**What needs to be done**
Every entry must be transcribed without alteration.

****************

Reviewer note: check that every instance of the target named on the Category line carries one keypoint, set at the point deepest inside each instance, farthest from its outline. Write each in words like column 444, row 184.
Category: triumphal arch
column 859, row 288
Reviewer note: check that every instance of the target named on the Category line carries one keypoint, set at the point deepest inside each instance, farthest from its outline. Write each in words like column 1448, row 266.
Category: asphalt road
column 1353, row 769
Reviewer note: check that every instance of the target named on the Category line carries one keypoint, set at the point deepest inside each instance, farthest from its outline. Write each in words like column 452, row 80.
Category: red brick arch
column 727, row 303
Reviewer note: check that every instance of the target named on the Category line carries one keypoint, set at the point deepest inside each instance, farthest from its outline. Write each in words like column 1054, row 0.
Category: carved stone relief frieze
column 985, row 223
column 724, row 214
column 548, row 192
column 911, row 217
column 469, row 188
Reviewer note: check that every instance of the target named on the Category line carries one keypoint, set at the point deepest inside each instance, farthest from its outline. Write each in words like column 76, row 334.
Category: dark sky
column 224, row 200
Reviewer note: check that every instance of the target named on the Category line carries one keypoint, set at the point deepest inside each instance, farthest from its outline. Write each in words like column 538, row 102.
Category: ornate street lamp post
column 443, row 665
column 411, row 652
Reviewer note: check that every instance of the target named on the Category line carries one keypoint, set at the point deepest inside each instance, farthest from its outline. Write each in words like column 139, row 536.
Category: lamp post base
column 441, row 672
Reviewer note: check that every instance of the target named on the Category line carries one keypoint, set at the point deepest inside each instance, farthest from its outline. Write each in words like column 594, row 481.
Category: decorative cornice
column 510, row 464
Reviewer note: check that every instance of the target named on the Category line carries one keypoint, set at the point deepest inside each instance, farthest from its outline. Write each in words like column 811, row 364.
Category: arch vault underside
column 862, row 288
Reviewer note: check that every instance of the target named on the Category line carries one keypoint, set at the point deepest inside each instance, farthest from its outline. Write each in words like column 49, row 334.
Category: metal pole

****************

**Response to the exercise**
Reviewer note: check that every instance of the target named on the Category line carries one keypoint, set at the point deepest inside each instance, farthest from its outline. Write each in words like column 444, row 184.
Category: triumphal arch
column 859, row 288
Reviewer note: check that every instance of the target named on the Category line carries one keypoint, set at the point deepest inside each instance, farthest from its outline. Write each in words like column 1448, row 266.
Category: asphalt road
column 1353, row 769
Reviewer note: check that every instance of the target named on the Category line carries one keypoint, set at the point deepest inside each instance, farthest from its outline. Write each in words like column 452, row 80.
Category: red brick arch
column 727, row 303
Reviewer note: check that every instance of the target named on the Category line carries one keypoint, set at the point deepest inside each instance, farthest from its outline. Write each in words like column 1054, row 0.
Category: carved stone relief frieze
column 985, row 223
column 724, row 214
column 548, row 192
column 911, row 217
column 469, row 188
Reviewer note: check that every instance of the target named on the Category line carries one keypoint, set at the point deepest inside each instance, farthest from its outline. Write each in words like column 76, row 334.
Category: dark sky
column 224, row 200
Reviewer note: check that every instance of the target named on the Category line carries one keypoint, set at the point deepest inside each instance, farthest from its outline. Write each in words like column 538, row 102.
Category: ornate street lamp post
column 443, row 665
column 411, row 652
Reviewer note: check that every instance of the target named on the Category line carries one keypoint, set at the point deepest inside each instance, farthest from its outline. Write each in words like column 139, row 536.
Category: lamp post base
column 441, row 672
Reviewer note: check that every instance of the target named on the Category line carries one keypoint, set at the point deepest inside each instance, farthest from its outline. Write each in words like column 594, row 481.
Category: decorative cornice
column 510, row 464
Reviewer note: check that every instance of the target named on the Category line carries one keypoint, set at the point deepest inside each instance, farthest from its outline. Write each in words like column 811, row 364.
Category: arch vault underside
column 862, row 288
Reviewer note: check that every instance of the target named on the Category line carries one keypoint, set at the point deepest inside each instance, farthest from its outline. Write each in words like column 49, row 334.
Category: metal pole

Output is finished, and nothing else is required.